-- begin Text segment --

Re: [whatwg] Sortable Tables

I'm the author of http://www.kryogenix.org/code/browser/sorttable/, a
moderately popular JavaScript table sorting script. As such, I have about
nine years worth of anecdata about how authors want their HTML tables to be
sorted, the sorts of things they request, and issues that may be worth
taking into consideration. These are not particularly in order; they're
just things that I think are relevant.

Sorttable.js, my script, has the guiding principle of not needing
configuration in most cases. Therefore, it attempts to guess the type of a
table column: if a column looks like it contains numbers, sorttable will
use numeric sort (1 before 2 before 100) rather than alphanumeric sort (1
before 100 before 2); if a column looks like it contains date information,
then sorttable will sort by date (for formats DD/MM/YYYY and MM/DD/YYYY).

-- end Text segment --
-- begin Stored records --

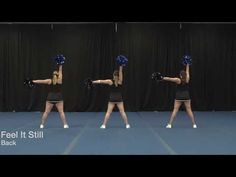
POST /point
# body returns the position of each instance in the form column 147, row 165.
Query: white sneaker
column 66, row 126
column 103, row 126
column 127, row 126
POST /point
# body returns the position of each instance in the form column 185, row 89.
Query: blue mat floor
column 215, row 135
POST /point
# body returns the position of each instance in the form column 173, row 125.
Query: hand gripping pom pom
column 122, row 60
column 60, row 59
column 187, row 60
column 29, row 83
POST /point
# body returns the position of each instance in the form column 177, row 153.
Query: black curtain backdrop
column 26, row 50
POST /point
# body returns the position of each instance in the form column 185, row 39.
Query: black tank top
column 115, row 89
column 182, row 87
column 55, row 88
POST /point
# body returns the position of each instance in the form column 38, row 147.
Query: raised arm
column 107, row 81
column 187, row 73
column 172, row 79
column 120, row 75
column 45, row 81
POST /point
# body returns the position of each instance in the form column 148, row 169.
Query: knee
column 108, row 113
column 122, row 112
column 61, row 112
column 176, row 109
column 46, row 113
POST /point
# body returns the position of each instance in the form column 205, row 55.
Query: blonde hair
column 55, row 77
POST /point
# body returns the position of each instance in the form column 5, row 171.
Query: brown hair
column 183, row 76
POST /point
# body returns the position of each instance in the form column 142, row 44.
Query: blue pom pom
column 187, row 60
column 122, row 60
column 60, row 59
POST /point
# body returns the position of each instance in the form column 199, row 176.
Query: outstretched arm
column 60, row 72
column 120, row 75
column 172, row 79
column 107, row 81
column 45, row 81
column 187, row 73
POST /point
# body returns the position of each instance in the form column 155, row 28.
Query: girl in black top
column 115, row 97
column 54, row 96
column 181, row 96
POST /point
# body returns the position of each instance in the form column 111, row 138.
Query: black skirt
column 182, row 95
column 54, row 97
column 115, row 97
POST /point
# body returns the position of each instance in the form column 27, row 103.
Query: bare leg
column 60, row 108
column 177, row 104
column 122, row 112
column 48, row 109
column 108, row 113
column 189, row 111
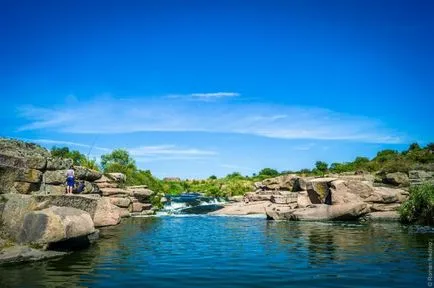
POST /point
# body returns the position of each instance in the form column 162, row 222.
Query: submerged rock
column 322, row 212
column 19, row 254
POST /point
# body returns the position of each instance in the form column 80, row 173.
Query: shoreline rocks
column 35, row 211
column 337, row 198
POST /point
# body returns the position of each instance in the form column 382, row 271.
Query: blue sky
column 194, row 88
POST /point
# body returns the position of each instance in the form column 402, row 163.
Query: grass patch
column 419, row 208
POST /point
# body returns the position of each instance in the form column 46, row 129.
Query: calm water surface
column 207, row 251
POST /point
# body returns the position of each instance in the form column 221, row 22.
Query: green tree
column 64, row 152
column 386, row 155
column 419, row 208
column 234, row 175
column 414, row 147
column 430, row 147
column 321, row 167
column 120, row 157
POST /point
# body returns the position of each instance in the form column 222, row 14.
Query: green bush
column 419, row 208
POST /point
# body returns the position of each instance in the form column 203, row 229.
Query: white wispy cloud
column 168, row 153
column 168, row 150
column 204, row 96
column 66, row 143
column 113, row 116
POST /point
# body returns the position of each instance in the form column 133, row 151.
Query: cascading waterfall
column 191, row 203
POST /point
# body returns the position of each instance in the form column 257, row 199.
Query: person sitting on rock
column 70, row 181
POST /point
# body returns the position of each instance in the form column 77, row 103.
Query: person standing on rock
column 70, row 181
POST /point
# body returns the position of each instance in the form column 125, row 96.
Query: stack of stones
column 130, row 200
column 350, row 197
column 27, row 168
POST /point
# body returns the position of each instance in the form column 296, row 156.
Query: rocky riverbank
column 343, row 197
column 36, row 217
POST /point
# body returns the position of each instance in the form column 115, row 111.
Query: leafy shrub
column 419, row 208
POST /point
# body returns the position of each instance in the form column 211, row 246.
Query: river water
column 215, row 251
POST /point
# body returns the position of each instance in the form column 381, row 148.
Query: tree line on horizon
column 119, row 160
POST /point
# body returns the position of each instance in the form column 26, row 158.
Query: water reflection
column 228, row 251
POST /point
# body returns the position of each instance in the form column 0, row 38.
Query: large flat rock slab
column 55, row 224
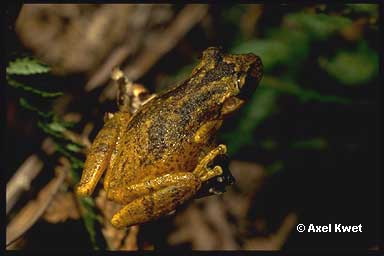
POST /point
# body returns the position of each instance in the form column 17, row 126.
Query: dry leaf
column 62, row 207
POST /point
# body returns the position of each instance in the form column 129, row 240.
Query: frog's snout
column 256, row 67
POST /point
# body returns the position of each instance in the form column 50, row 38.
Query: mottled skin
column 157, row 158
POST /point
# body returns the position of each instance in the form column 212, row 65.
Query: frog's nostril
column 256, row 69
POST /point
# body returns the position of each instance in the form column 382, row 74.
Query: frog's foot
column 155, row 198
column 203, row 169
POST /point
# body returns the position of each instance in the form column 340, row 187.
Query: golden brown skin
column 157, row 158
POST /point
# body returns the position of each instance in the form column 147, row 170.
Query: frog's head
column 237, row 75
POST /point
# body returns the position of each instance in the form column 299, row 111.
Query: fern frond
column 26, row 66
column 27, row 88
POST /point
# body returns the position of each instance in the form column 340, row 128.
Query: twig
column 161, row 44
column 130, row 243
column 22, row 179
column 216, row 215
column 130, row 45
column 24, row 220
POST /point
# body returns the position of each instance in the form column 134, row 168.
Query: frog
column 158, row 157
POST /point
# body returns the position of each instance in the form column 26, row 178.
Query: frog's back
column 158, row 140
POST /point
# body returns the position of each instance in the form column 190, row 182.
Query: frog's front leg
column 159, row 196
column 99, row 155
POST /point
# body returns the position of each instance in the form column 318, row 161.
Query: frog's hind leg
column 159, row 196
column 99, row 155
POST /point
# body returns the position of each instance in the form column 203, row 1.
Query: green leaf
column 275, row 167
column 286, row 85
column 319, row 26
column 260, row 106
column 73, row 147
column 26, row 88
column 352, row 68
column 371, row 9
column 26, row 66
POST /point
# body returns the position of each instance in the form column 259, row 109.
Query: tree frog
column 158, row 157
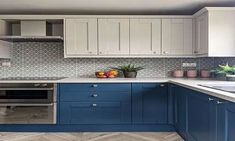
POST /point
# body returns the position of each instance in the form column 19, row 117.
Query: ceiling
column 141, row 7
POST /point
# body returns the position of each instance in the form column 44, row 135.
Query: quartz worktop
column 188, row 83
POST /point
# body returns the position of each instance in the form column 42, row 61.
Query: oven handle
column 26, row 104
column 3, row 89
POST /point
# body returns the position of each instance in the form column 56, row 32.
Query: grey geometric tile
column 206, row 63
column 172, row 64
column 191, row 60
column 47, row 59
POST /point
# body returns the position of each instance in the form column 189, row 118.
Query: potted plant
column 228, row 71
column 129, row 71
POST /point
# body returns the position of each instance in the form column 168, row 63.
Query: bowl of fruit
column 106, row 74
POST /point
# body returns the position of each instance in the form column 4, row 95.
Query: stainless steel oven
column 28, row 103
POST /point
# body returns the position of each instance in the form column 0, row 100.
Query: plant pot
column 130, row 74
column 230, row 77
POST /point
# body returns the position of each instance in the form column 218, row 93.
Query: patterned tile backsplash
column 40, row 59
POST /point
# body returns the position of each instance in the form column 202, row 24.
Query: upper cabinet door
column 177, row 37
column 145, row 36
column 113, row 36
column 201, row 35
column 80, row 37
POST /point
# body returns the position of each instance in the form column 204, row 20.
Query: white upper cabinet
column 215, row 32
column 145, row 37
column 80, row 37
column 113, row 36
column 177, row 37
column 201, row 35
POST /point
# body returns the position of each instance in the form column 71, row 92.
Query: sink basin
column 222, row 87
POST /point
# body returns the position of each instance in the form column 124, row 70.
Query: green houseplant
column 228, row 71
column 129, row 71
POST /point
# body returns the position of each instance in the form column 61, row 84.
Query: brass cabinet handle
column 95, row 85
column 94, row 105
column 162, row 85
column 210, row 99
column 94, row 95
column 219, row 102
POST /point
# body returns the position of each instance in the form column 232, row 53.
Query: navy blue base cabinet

-- end Stored records --

▸ **Actions to take**:
• 1. Quote the entire sortable tables post word for word, from its first line to its last.
• 2. Put the lines of the listing, from its first line through the line holding "column 55, row 88", both ends included, into a JSON list of strings with one string per line and no blank lines. Leave the pictures out.

▸ **Correct answers**:
• 1.
Re: [whatwg] Sortable Tables

I'm the author of http://www.kryogenix.org/code/browser/sorttable/, a
moderately popular JavaScript table sorting script. As such, I have about
nine years worth of anecdata about how authors want their HTML tables to be
sorted, the sorts of things they request, and issues that may be worth
taking into consideration. These are not particularly in order; they're
just things that I think are relevant.

Sorttable.js, my script, has the guiding principle of not needing
configuration in most cases. Therefore, it attempts to guess the type of a
table column: if a column looks like it contains numbers, sorttable will
use numeric sort (1 before 2 before 100) rather than alphanumeric sort (1
before 100 before 2); if a column looks like it contains date information,
then sorttable will sort by date (for formats DD/MM/YYYY and MM/DD/YYYY).

• 2.
[
  "POST /point",
  "# body returns the position of each instance in the form column 147, row 165.",
  "Query: white sneaker",
  "column 66, row 126",
  "column 103, row 126",
  "column 127, row 126",
  "POST /point",
  "# body returns the position of each instance in the form column 185, row 89.",
  "Query: blue mat floor",
  "column 215, row 135",
  "POST /point",
  "# body returns the position of each instance in the form column 173, row 125.",
  "Query: hand gripping pom pom",
  "column 122, row 60",
  "column 60, row 59",
  "column 187, row 60",
  "column 29, row 83",
  "POST /point",
  "# body returns the position of each instance in the form column 177, row 153.",
  "Query: black curtain backdrop",
  "column 26, row 50",
  "POST /point",
  "# body returns the position of each instance in the form column 185, row 39.",
  "Query: black tank top",
  "column 115, row 89",
  "column 182, row 87",
  "column 55, row 88"
]